### What you are asked to do
Hunt through the entries for the word "cable" and copy each line in which it appears.

Given entries Start Marker

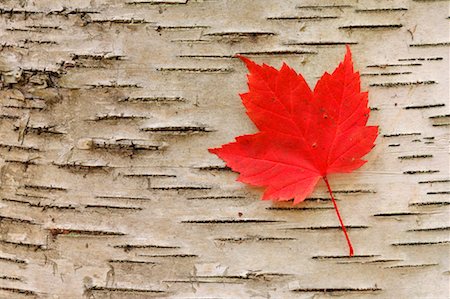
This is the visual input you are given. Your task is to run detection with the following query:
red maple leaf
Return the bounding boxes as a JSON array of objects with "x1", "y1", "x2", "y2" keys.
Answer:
[{"x1": 209, "y1": 46, "x2": 378, "y2": 256}]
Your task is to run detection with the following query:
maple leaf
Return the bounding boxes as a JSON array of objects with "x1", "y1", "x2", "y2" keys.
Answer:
[{"x1": 209, "y1": 46, "x2": 378, "y2": 256}]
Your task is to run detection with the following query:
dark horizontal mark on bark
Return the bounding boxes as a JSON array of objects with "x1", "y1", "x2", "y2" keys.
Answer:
[
  {"x1": 355, "y1": 8, "x2": 408, "y2": 12},
  {"x1": 427, "y1": 191, "x2": 450, "y2": 195},
  {"x1": 156, "y1": 67, "x2": 233, "y2": 73},
  {"x1": 404, "y1": 103, "x2": 445, "y2": 110},
  {"x1": 181, "y1": 219, "x2": 281, "y2": 224},
  {"x1": 53, "y1": 162, "x2": 111, "y2": 171},
  {"x1": 71, "y1": 54, "x2": 125, "y2": 61},
  {"x1": 195, "y1": 165, "x2": 231, "y2": 171},
  {"x1": 0, "y1": 143, "x2": 40, "y2": 152},
  {"x1": 0, "y1": 114, "x2": 20, "y2": 120},
  {"x1": 236, "y1": 50, "x2": 317, "y2": 56},
  {"x1": 305, "y1": 197, "x2": 334, "y2": 201},
  {"x1": 86, "y1": 83, "x2": 142, "y2": 89},
  {"x1": 0, "y1": 256, "x2": 27, "y2": 264},
  {"x1": 409, "y1": 201, "x2": 449, "y2": 207},
  {"x1": 388, "y1": 143, "x2": 400, "y2": 147},
  {"x1": 284, "y1": 41, "x2": 358, "y2": 46},
  {"x1": 0, "y1": 239, "x2": 46, "y2": 250},
  {"x1": 361, "y1": 71, "x2": 412, "y2": 76},
  {"x1": 205, "y1": 32, "x2": 276, "y2": 37},
  {"x1": 333, "y1": 189, "x2": 375, "y2": 194},
  {"x1": 340, "y1": 24, "x2": 402, "y2": 29},
  {"x1": 17, "y1": 67, "x2": 61, "y2": 76},
  {"x1": 312, "y1": 254, "x2": 379, "y2": 260},
  {"x1": 26, "y1": 25, "x2": 62, "y2": 30},
  {"x1": 125, "y1": 0, "x2": 188, "y2": 5},
  {"x1": 87, "y1": 114, "x2": 148, "y2": 121},
  {"x1": 296, "y1": 4, "x2": 352, "y2": 9},
  {"x1": 398, "y1": 154, "x2": 433, "y2": 159},
  {"x1": 13, "y1": 124, "x2": 65, "y2": 135},
  {"x1": 410, "y1": 42, "x2": 450, "y2": 47},
  {"x1": 47, "y1": 228, "x2": 126, "y2": 237},
  {"x1": 186, "y1": 195, "x2": 245, "y2": 200},
  {"x1": 2, "y1": 104, "x2": 45, "y2": 110},
  {"x1": 96, "y1": 195, "x2": 152, "y2": 201},
  {"x1": 162, "y1": 279, "x2": 242, "y2": 284},
  {"x1": 85, "y1": 204, "x2": 142, "y2": 210},
  {"x1": 123, "y1": 173, "x2": 176, "y2": 177},
  {"x1": 267, "y1": 206, "x2": 333, "y2": 211},
  {"x1": 267, "y1": 16, "x2": 339, "y2": 21},
  {"x1": 85, "y1": 286, "x2": 165, "y2": 293},
  {"x1": 0, "y1": 8, "x2": 99, "y2": 16},
  {"x1": 20, "y1": 39, "x2": 58, "y2": 45},
  {"x1": 119, "y1": 96, "x2": 186, "y2": 103},
  {"x1": 0, "y1": 214, "x2": 37, "y2": 225},
  {"x1": 369, "y1": 80, "x2": 436, "y2": 87},
  {"x1": 0, "y1": 8, "x2": 40, "y2": 15},
  {"x1": 286, "y1": 225, "x2": 368, "y2": 231},
  {"x1": 21, "y1": 205, "x2": 77, "y2": 214},
  {"x1": 0, "y1": 287, "x2": 37, "y2": 296},
  {"x1": 23, "y1": 184, "x2": 67, "y2": 192},
  {"x1": 432, "y1": 123, "x2": 450, "y2": 127},
  {"x1": 63, "y1": 63, "x2": 115, "y2": 70},
  {"x1": 215, "y1": 236, "x2": 296, "y2": 242},
  {"x1": 385, "y1": 263, "x2": 438, "y2": 269},
  {"x1": 138, "y1": 253, "x2": 197, "y2": 258},
  {"x1": 155, "y1": 25, "x2": 209, "y2": 31},
  {"x1": 0, "y1": 42, "x2": 28, "y2": 49},
  {"x1": 364, "y1": 259, "x2": 403, "y2": 264},
  {"x1": 367, "y1": 63, "x2": 422, "y2": 68},
  {"x1": 408, "y1": 226, "x2": 450, "y2": 232},
  {"x1": 337, "y1": 259, "x2": 403, "y2": 265},
  {"x1": 87, "y1": 18, "x2": 153, "y2": 25},
  {"x1": 418, "y1": 179, "x2": 449, "y2": 184},
  {"x1": 429, "y1": 114, "x2": 450, "y2": 119},
  {"x1": 291, "y1": 287, "x2": 382, "y2": 293},
  {"x1": 382, "y1": 132, "x2": 421, "y2": 137},
  {"x1": 403, "y1": 170, "x2": 439, "y2": 174},
  {"x1": 2, "y1": 198, "x2": 76, "y2": 210},
  {"x1": 150, "y1": 186, "x2": 211, "y2": 190},
  {"x1": 193, "y1": 273, "x2": 291, "y2": 280},
  {"x1": 7, "y1": 25, "x2": 61, "y2": 32},
  {"x1": 6, "y1": 27, "x2": 36, "y2": 32},
  {"x1": 177, "y1": 54, "x2": 234, "y2": 59},
  {"x1": 140, "y1": 126, "x2": 213, "y2": 133},
  {"x1": 392, "y1": 241, "x2": 450, "y2": 246},
  {"x1": 108, "y1": 259, "x2": 157, "y2": 264},
  {"x1": 398, "y1": 57, "x2": 443, "y2": 61},
  {"x1": 171, "y1": 39, "x2": 211, "y2": 43},
  {"x1": 0, "y1": 275, "x2": 22, "y2": 281},
  {"x1": 55, "y1": 7, "x2": 100, "y2": 15},
  {"x1": 373, "y1": 212, "x2": 423, "y2": 217},
  {"x1": 114, "y1": 244, "x2": 180, "y2": 251},
  {"x1": 89, "y1": 139, "x2": 164, "y2": 151}
]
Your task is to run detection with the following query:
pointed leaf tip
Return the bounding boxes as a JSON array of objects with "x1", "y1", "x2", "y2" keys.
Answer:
[
  {"x1": 208, "y1": 147, "x2": 219, "y2": 155},
  {"x1": 236, "y1": 54, "x2": 253, "y2": 67},
  {"x1": 344, "y1": 45, "x2": 353, "y2": 63},
  {"x1": 345, "y1": 44, "x2": 352, "y2": 53}
]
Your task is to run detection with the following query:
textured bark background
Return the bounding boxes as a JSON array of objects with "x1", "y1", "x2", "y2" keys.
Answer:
[{"x1": 0, "y1": 0, "x2": 449, "y2": 298}]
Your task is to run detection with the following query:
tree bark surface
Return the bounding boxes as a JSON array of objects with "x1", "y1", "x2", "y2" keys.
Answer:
[{"x1": 0, "y1": 0, "x2": 448, "y2": 298}]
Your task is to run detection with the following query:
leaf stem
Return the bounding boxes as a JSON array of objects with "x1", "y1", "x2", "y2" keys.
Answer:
[{"x1": 323, "y1": 176, "x2": 354, "y2": 257}]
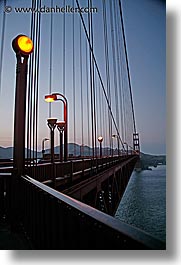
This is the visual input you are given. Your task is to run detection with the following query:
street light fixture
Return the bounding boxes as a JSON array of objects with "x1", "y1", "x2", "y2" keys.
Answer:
[
  {"x1": 45, "y1": 94, "x2": 57, "y2": 103},
  {"x1": 45, "y1": 93, "x2": 68, "y2": 161},
  {"x1": 124, "y1": 142, "x2": 128, "y2": 156},
  {"x1": 112, "y1": 134, "x2": 120, "y2": 157},
  {"x1": 42, "y1": 138, "x2": 49, "y2": 159},
  {"x1": 47, "y1": 118, "x2": 57, "y2": 164},
  {"x1": 12, "y1": 34, "x2": 33, "y2": 176},
  {"x1": 98, "y1": 136, "x2": 103, "y2": 158},
  {"x1": 56, "y1": 121, "x2": 65, "y2": 162},
  {"x1": 12, "y1": 35, "x2": 33, "y2": 56},
  {"x1": 126, "y1": 144, "x2": 137, "y2": 155}
]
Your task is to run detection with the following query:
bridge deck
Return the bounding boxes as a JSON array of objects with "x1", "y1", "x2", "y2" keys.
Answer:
[
  {"x1": 0, "y1": 156, "x2": 165, "y2": 249},
  {"x1": 18, "y1": 175, "x2": 165, "y2": 249}
]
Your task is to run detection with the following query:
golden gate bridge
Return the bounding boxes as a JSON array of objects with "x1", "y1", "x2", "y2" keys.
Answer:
[{"x1": 0, "y1": 0, "x2": 165, "y2": 249}]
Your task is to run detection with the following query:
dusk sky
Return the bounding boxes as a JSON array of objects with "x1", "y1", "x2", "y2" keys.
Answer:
[
  {"x1": 122, "y1": 0, "x2": 166, "y2": 154},
  {"x1": 0, "y1": 0, "x2": 166, "y2": 155}
]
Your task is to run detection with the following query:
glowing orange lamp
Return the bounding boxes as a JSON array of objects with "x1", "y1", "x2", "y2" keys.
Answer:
[
  {"x1": 12, "y1": 35, "x2": 33, "y2": 56},
  {"x1": 44, "y1": 94, "x2": 57, "y2": 103}
]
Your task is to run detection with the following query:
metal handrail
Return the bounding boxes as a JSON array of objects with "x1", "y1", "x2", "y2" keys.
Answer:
[
  {"x1": 21, "y1": 175, "x2": 165, "y2": 250},
  {"x1": 26, "y1": 155, "x2": 137, "y2": 182}
]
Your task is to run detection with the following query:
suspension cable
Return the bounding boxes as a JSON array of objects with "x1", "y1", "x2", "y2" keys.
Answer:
[
  {"x1": 90, "y1": 0, "x2": 97, "y2": 157},
  {"x1": 118, "y1": 0, "x2": 137, "y2": 133},
  {"x1": 110, "y1": 0, "x2": 120, "y2": 133},
  {"x1": 72, "y1": 0, "x2": 76, "y2": 156},
  {"x1": 32, "y1": 0, "x2": 41, "y2": 164},
  {"x1": 35, "y1": 0, "x2": 41, "y2": 162},
  {"x1": 63, "y1": 0, "x2": 66, "y2": 95},
  {"x1": 88, "y1": 0, "x2": 95, "y2": 157},
  {"x1": 0, "y1": 0, "x2": 6, "y2": 94},
  {"x1": 85, "y1": 37, "x2": 91, "y2": 156},
  {"x1": 27, "y1": 0, "x2": 36, "y2": 164},
  {"x1": 76, "y1": 0, "x2": 125, "y2": 150},
  {"x1": 114, "y1": 1, "x2": 124, "y2": 140},
  {"x1": 102, "y1": 0, "x2": 113, "y2": 155},
  {"x1": 49, "y1": 0, "x2": 53, "y2": 118},
  {"x1": 79, "y1": 18, "x2": 84, "y2": 155}
]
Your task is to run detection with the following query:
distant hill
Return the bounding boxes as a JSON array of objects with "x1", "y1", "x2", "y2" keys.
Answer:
[
  {"x1": 0, "y1": 146, "x2": 42, "y2": 159},
  {"x1": 140, "y1": 152, "x2": 166, "y2": 169},
  {"x1": 50, "y1": 143, "x2": 111, "y2": 157},
  {"x1": 0, "y1": 143, "x2": 113, "y2": 159},
  {"x1": 0, "y1": 145, "x2": 166, "y2": 166},
  {"x1": 0, "y1": 146, "x2": 13, "y2": 159}
]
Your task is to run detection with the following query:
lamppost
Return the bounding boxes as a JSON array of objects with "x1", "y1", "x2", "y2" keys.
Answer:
[
  {"x1": 80, "y1": 144, "x2": 84, "y2": 158},
  {"x1": 127, "y1": 144, "x2": 134, "y2": 155},
  {"x1": 112, "y1": 134, "x2": 120, "y2": 156},
  {"x1": 12, "y1": 35, "x2": 33, "y2": 175},
  {"x1": 45, "y1": 93, "x2": 68, "y2": 161},
  {"x1": 47, "y1": 118, "x2": 57, "y2": 163},
  {"x1": 42, "y1": 138, "x2": 49, "y2": 159},
  {"x1": 98, "y1": 136, "x2": 103, "y2": 158},
  {"x1": 56, "y1": 121, "x2": 65, "y2": 162},
  {"x1": 124, "y1": 142, "x2": 128, "y2": 156},
  {"x1": 12, "y1": 35, "x2": 33, "y2": 229}
]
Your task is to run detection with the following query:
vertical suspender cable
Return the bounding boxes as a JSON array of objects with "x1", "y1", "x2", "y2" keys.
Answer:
[
  {"x1": 90, "y1": 0, "x2": 97, "y2": 157},
  {"x1": 27, "y1": 0, "x2": 36, "y2": 165},
  {"x1": 98, "y1": 79, "x2": 103, "y2": 138},
  {"x1": 95, "y1": 75, "x2": 99, "y2": 137},
  {"x1": 32, "y1": 0, "x2": 41, "y2": 164},
  {"x1": 27, "y1": 0, "x2": 41, "y2": 165},
  {"x1": 49, "y1": 0, "x2": 53, "y2": 118},
  {"x1": 72, "y1": 0, "x2": 76, "y2": 156},
  {"x1": 88, "y1": 0, "x2": 95, "y2": 157},
  {"x1": 35, "y1": 0, "x2": 41, "y2": 162},
  {"x1": 116, "y1": 0, "x2": 126, "y2": 142},
  {"x1": 32, "y1": 1, "x2": 38, "y2": 164},
  {"x1": 86, "y1": 38, "x2": 91, "y2": 156},
  {"x1": 63, "y1": 0, "x2": 66, "y2": 95},
  {"x1": 114, "y1": 1, "x2": 124, "y2": 139},
  {"x1": 118, "y1": 0, "x2": 137, "y2": 133},
  {"x1": 121, "y1": 62, "x2": 126, "y2": 142},
  {"x1": 0, "y1": 0, "x2": 6, "y2": 94},
  {"x1": 110, "y1": 0, "x2": 120, "y2": 134},
  {"x1": 99, "y1": 81, "x2": 104, "y2": 149},
  {"x1": 79, "y1": 19, "x2": 84, "y2": 155},
  {"x1": 102, "y1": 0, "x2": 113, "y2": 154},
  {"x1": 76, "y1": 0, "x2": 125, "y2": 151}
]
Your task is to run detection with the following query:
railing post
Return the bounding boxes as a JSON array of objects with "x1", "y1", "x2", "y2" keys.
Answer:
[
  {"x1": 96, "y1": 158, "x2": 98, "y2": 174},
  {"x1": 90, "y1": 158, "x2": 93, "y2": 176},
  {"x1": 70, "y1": 161, "x2": 73, "y2": 183},
  {"x1": 82, "y1": 159, "x2": 84, "y2": 178},
  {"x1": 0, "y1": 175, "x2": 4, "y2": 220}
]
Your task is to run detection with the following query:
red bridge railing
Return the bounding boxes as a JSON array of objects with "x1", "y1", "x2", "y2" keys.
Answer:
[
  {"x1": 18, "y1": 175, "x2": 165, "y2": 250},
  {"x1": 26, "y1": 155, "x2": 136, "y2": 184}
]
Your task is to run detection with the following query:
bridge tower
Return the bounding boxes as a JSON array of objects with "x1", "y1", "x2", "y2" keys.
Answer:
[
  {"x1": 133, "y1": 133, "x2": 140, "y2": 154},
  {"x1": 133, "y1": 133, "x2": 141, "y2": 171}
]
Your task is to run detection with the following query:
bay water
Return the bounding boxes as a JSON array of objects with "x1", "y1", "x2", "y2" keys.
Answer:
[{"x1": 115, "y1": 165, "x2": 166, "y2": 242}]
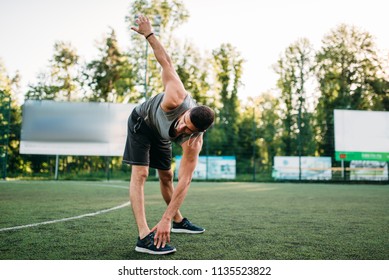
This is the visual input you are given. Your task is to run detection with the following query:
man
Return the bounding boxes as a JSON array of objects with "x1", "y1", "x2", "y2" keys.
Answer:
[{"x1": 123, "y1": 15, "x2": 215, "y2": 255}]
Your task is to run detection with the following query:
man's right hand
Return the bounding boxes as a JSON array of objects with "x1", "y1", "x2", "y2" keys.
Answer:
[{"x1": 151, "y1": 217, "x2": 172, "y2": 249}]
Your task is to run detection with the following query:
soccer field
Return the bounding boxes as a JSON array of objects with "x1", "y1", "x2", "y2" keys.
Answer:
[{"x1": 0, "y1": 180, "x2": 388, "y2": 260}]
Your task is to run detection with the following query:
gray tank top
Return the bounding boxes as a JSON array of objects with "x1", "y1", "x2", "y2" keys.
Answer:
[{"x1": 135, "y1": 93, "x2": 197, "y2": 145}]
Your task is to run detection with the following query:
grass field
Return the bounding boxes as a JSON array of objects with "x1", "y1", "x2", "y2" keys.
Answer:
[{"x1": 0, "y1": 180, "x2": 388, "y2": 260}]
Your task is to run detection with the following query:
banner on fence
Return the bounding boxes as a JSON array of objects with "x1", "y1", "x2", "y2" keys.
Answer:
[
  {"x1": 350, "y1": 161, "x2": 388, "y2": 181},
  {"x1": 175, "y1": 156, "x2": 236, "y2": 180},
  {"x1": 272, "y1": 156, "x2": 332, "y2": 180}
]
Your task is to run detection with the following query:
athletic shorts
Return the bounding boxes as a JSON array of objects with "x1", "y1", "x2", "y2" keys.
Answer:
[{"x1": 122, "y1": 109, "x2": 172, "y2": 170}]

Given entries End Marker

### Solution to this exercise
suspension cable
vertical suspender cable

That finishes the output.